[Collection entries]
-- Opening Marker --

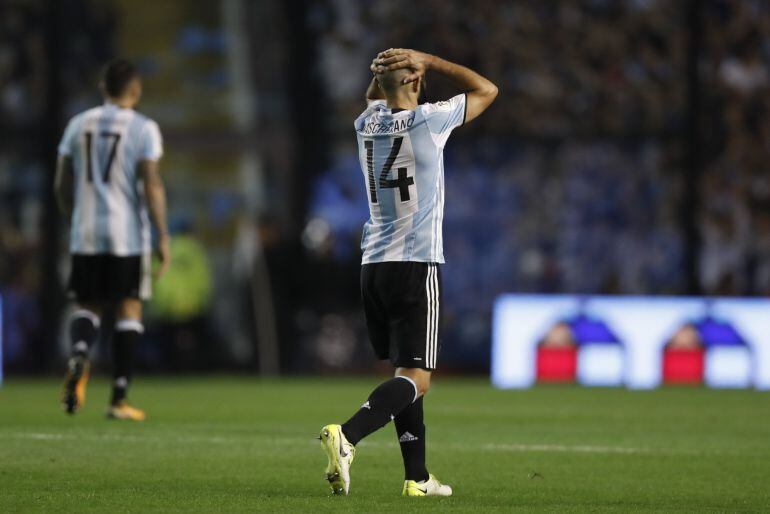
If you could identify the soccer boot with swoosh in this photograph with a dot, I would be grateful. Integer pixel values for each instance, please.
(74, 389)
(340, 454)
(430, 487)
(123, 410)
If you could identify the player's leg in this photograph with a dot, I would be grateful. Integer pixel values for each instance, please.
(421, 346)
(128, 330)
(387, 399)
(83, 327)
(83, 331)
(410, 430)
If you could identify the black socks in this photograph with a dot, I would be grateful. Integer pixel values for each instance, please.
(385, 403)
(126, 335)
(410, 429)
(84, 330)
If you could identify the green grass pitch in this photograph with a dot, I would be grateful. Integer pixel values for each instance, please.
(247, 445)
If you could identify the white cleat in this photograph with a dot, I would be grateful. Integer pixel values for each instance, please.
(430, 487)
(340, 454)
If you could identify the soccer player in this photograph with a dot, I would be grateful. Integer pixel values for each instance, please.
(107, 179)
(401, 147)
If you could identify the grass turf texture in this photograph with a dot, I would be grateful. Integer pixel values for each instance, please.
(239, 444)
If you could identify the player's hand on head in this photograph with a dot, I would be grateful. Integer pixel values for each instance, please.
(399, 58)
(164, 256)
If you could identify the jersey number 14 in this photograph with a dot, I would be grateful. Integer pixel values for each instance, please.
(115, 137)
(402, 182)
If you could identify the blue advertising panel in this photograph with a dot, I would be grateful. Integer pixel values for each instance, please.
(630, 341)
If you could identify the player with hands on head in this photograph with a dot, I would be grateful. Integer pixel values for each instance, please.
(400, 143)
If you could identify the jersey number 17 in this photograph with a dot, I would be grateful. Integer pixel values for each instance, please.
(115, 137)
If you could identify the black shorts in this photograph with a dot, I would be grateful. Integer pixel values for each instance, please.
(402, 304)
(107, 278)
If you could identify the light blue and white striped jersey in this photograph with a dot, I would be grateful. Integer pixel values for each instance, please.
(402, 159)
(106, 144)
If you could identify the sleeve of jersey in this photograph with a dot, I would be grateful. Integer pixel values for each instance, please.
(443, 117)
(68, 139)
(153, 143)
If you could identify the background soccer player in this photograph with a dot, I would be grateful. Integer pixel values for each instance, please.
(401, 154)
(106, 179)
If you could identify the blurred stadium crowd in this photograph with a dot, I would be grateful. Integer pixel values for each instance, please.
(573, 182)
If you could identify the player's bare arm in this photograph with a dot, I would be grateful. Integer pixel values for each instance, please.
(480, 92)
(373, 92)
(64, 185)
(155, 193)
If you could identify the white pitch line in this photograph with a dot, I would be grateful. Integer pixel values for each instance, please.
(561, 448)
(504, 447)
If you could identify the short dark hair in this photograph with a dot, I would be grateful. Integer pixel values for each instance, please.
(116, 75)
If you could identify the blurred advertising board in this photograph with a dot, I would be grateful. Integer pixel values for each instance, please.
(636, 342)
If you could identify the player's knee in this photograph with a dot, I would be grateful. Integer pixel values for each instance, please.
(420, 378)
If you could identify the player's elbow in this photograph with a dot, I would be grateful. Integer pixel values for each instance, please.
(491, 92)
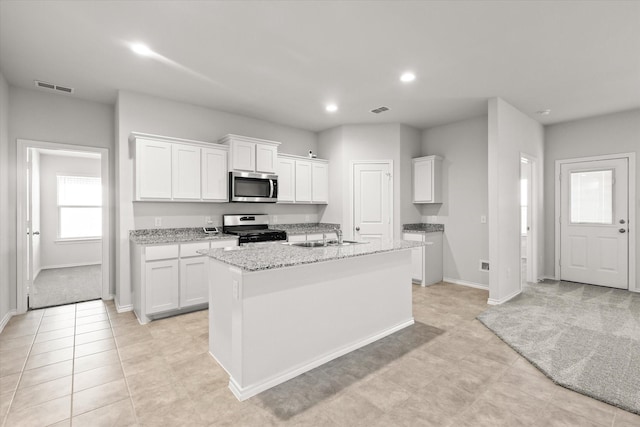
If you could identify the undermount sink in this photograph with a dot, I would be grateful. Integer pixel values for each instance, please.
(319, 244)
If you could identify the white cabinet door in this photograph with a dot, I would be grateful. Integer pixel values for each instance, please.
(193, 281)
(185, 172)
(417, 257)
(214, 175)
(303, 181)
(161, 278)
(320, 183)
(243, 156)
(153, 169)
(266, 158)
(426, 180)
(286, 172)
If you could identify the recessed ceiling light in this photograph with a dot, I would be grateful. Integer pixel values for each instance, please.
(141, 49)
(407, 77)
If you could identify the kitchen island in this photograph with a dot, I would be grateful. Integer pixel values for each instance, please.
(277, 310)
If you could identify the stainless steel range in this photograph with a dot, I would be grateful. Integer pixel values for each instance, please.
(251, 228)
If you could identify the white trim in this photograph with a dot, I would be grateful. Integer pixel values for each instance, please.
(6, 319)
(465, 283)
(22, 146)
(75, 264)
(349, 219)
(492, 301)
(633, 285)
(247, 392)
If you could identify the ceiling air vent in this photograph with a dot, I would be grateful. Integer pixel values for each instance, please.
(380, 110)
(51, 86)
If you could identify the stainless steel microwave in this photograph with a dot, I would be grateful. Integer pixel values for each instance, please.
(253, 187)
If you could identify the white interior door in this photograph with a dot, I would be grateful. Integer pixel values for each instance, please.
(372, 201)
(594, 238)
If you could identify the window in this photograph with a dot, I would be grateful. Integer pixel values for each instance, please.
(592, 197)
(79, 207)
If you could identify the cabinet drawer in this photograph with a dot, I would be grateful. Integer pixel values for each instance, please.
(161, 252)
(224, 243)
(189, 249)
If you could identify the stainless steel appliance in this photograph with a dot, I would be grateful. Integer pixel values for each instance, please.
(251, 228)
(253, 187)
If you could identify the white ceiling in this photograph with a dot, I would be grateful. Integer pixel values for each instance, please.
(282, 61)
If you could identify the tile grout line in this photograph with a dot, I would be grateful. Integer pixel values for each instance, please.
(126, 382)
(13, 395)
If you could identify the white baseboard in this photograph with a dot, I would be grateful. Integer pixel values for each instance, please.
(465, 283)
(122, 308)
(492, 301)
(6, 319)
(75, 264)
(253, 389)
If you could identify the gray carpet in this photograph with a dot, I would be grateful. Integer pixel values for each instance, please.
(57, 286)
(585, 338)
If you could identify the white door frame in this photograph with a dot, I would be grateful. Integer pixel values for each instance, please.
(21, 226)
(534, 220)
(631, 158)
(352, 165)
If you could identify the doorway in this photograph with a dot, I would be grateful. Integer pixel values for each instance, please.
(63, 224)
(593, 206)
(372, 200)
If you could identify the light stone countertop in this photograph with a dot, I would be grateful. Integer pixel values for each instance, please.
(422, 228)
(278, 255)
(155, 236)
(305, 228)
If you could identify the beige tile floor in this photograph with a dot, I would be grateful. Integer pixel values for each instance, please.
(86, 365)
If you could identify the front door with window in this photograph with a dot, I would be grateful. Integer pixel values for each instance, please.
(594, 238)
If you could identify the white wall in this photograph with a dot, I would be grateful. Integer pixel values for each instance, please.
(463, 147)
(142, 113)
(63, 254)
(41, 116)
(608, 134)
(511, 134)
(7, 249)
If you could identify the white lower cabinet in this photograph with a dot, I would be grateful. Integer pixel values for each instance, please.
(170, 279)
(426, 261)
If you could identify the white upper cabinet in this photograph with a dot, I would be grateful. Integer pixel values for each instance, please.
(185, 172)
(214, 175)
(319, 182)
(172, 169)
(153, 160)
(251, 154)
(303, 181)
(286, 172)
(427, 183)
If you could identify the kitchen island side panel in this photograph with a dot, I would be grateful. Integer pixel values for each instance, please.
(287, 321)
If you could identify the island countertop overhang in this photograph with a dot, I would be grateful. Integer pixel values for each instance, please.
(270, 256)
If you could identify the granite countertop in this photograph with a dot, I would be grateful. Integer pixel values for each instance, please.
(174, 235)
(278, 255)
(422, 228)
(305, 228)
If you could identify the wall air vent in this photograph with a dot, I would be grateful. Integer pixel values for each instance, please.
(53, 87)
(380, 110)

-- Closing Marker --

• ASSIGNMENT: Print the records exactly, every one. Leave out the pictures.

• RESPONSE TO THIS TASK:
If you could identify the soccer boot with swoosh in this photograph with a dot, I would be grateful. Integer pixel values for each instance, please.
(74, 389)
(340, 454)
(430, 487)
(123, 410)
If you could identify the player's leg in this photograph with a dot, I would be grateful. Integer pixel values for each instance, please.
(421, 346)
(128, 330)
(387, 399)
(83, 327)
(83, 331)
(410, 430)
If you could identify the black socks in this photograph with a dot, I would be grateful. Integer pixel values for each instance, please.
(385, 403)
(126, 335)
(410, 429)
(84, 330)
If you could identify the green grass pitch in this photograph with a dot, I would be grateful. Integer pixel values for each instance, please.
(247, 445)
If you could identify the white cleat in this photograph with a dot, I would be grateful. Integer pixel values for each instance, please.
(430, 487)
(340, 454)
If you could identify the soccer player in this photograph with a dot, I would be grateful. Integer pixel values for each instance, please.
(107, 179)
(401, 147)
If you could identify the grass turf texture in this photograph with a dot, I would be grateful. Integer pixel values for each instance, please.
(239, 444)
If you could identify the player's hand on head in this photograph with a dot, I would be grateful. Integer pixel values for each instance, please.
(399, 58)
(164, 256)
If you could identify the jersey number 14 in this photograph with a dot, I would be grateful. Integer pixel values for each instance, please.
(115, 137)
(402, 182)
If you could identify the blue advertising panel in this photograph with a dot, I would be grateful. Integer pixel values for each instance, please.
(630, 341)
If you could identify the player with hands on head in this photograph with a dot, I would be grateful. Integer pixel values for each instance, please.
(400, 143)
If you could identify the jersey number 17 in this photograph with a dot, I would be grateful. Integer pixel values for each instance, please.
(115, 137)
If you could identify the black shorts in this photograph with a dot, I would be grateful. Integer pixel values for each instance, please.
(402, 304)
(107, 278)
If you could identify the light blue and white striped jersey in this photograph with a dot, I would be grateful. Integer pixel values for each instance, please.
(402, 159)
(106, 144)
If you could identify the sleeve of jersey in this photograph with a dot, I would be grateful. Integer pixel values for each instance, please.
(443, 117)
(68, 139)
(153, 143)
If you could identify the background soccer player in this photograph with a dot, I would be grateful. Integer pixel values for each instance, please.
(401, 154)
(106, 179)
If you could identify the blurred stadium crowd in this photograph with a dot, I would be grateful. Integer pixel values for each instance, please.
(573, 182)
If you could identify the player's bare arm in this photograph with a dot, I would be grateful. Integer pixel values for each instance, please.
(480, 92)
(373, 92)
(64, 185)
(155, 193)
If you could identify the white pitch line in this photograph with a dot, I would be grateful. Integer pixel values for each instance, please.
(561, 448)
(504, 447)
If you could identify the short dark hair in this photograph with a dot, I would be grateful. Integer pixel values for each instance, please.
(116, 75)
If you could identify the blurred advertising board in this photograph with a dot, I would be grateful. Integer pixel values for each instance, please.
(636, 342)
If you could identify the player's knee in this photograph with a dot, I would be grateful. Integer pixel values for each instance, please.
(420, 378)
If you could identify the player's elbow in this photograph with a dot, I would be grateful. Integer pixel values for each instance, please.
(491, 92)
If you could identify the undermount sink in this photograph with a dot, I would be grateful. Integer pixel values for each instance, please.
(319, 244)
If you could identify the white cabinet door in this photograph with a dot, I would be grateful. Integer pixel values for each instance, please.
(193, 281)
(185, 172)
(417, 257)
(214, 175)
(303, 181)
(161, 278)
(320, 183)
(243, 156)
(153, 169)
(266, 158)
(426, 180)
(286, 172)
If you could identify the recessed ceiling light in this photograph with a dot, I would be grateful. Integer pixel values for each instance, please.
(141, 49)
(407, 77)
If you could identify the kitchen island in this photograph with a dot, I would be grateful. Integer pixel values for each instance, please.
(277, 310)
If you could identify the stainless steel range in this photograph with a dot, I would be grateful. Integer pixel values for each instance, please.
(251, 228)
If you could identify the white trim in this photograph with a dot, I would be grateful. Integer pixel values for each instance, please.
(6, 319)
(465, 283)
(22, 146)
(75, 264)
(349, 219)
(492, 301)
(633, 285)
(247, 392)
If you could identify the ceiling air vent in this photograph with a dot, I would be grateful. Integer pixel values for each instance, please.
(380, 110)
(51, 86)
If you could identify the stainless steel microwave in this photograph with a dot, I would be grateful. Integer pixel values for each instance, please.
(253, 187)
If you could identify the white interior door in this photograph with a dot, I would be grateful. Integer pixel values for each instance, please.
(372, 201)
(594, 238)
If you could identify the window in this photograph with a dot, I would be grateful. Integer pixel values for each instance, please.
(592, 197)
(79, 207)
If you could identify the cabinet drawer in this photograph with a dot, I would be grateful. Integer pixel values for each instance, please.
(161, 252)
(224, 243)
(189, 249)
If you could identify the stainless steel appliance in this photograph with a dot, I would be grateful. Integer pixel values for each instance, please.
(251, 228)
(253, 187)
If you could identify the white ceiling in this photograph with a dot, I would be grateful. Integer pixel values for each instance, please.
(282, 61)
If you could identify the tile grout line in this photograph with a dot, I would be grateful. Integer pixel values for each instance, please.
(126, 382)
(13, 395)
If you could identify the white baseboard in this photograph with a dot, I would be grateful. Integer pixel values for each instance, please.
(465, 283)
(122, 308)
(492, 301)
(6, 319)
(75, 264)
(253, 389)
If you could identify the gray carpet in this photograph with a dot, I would be grateful. Integer pixel values for each instance, please.
(57, 286)
(585, 338)
If you could identify the white door frame in this photograph with a dot, I would be grateful. Integer pixel values for each instance, please.
(21, 226)
(534, 220)
(631, 158)
(352, 165)
If you could identify the doorway in this photograph with a dot, I would be grateful. Integer pixel values for each instance, please.
(63, 224)
(593, 206)
(372, 200)
If you could identify the light stone countertop in this photograph with a dot, I would be grateful. Integer pixel values for each instance, please.
(422, 228)
(278, 255)
(155, 236)
(305, 228)
If you could identify the beige tile floor in this photograph with a dot, I would be grateful. Integer pixel values for each instance, please.
(86, 365)
If you could identify the front door with window in this photograph with a dot, I would be grateful. Integer pixel values for each instance, please.
(594, 238)
If you could identify the white wall in this photograph with a dot, I would be grateful. Integer pixel values for each instance, please.
(463, 147)
(142, 113)
(63, 254)
(41, 116)
(608, 134)
(511, 134)
(7, 249)
If you could identify the white lower cabinet in this photograph with a dot, I would be grateful. Integer pixel values for each instance, please.
(170, 279)
(426, 261)
If you could identify the white upper cabinet in this photograph with a dot, I would be grateful. Integer pixel values for each instance, please.
(185, 172)
(214, 175)
(319, 182)
(172, 169)
(153, 160)
(251, 154)
(303, 181)
(286, 172)
(427, 183)
If you could identify the kitchen island side panel in this photograph with a dot, I would be grateful. Integer pixel values for each instance, please.
(287, 321)
If you could identify the island countertop overhang in this photograph with a dot, I would be grateful. Integer pixel values for each instance, please.
(270, 256)
If you could identify the granite countertop in this photograph with a dot, I would be grateful. Integer pixel values for each instance, please.
(174, 235)
(278, 255)
(422, 228)
(305, 228)
If you could identify the wall air vent in this photograph with a dot, I would be grateful. Integer pixel values for each instance, please.
(53, 87)
(380, 110)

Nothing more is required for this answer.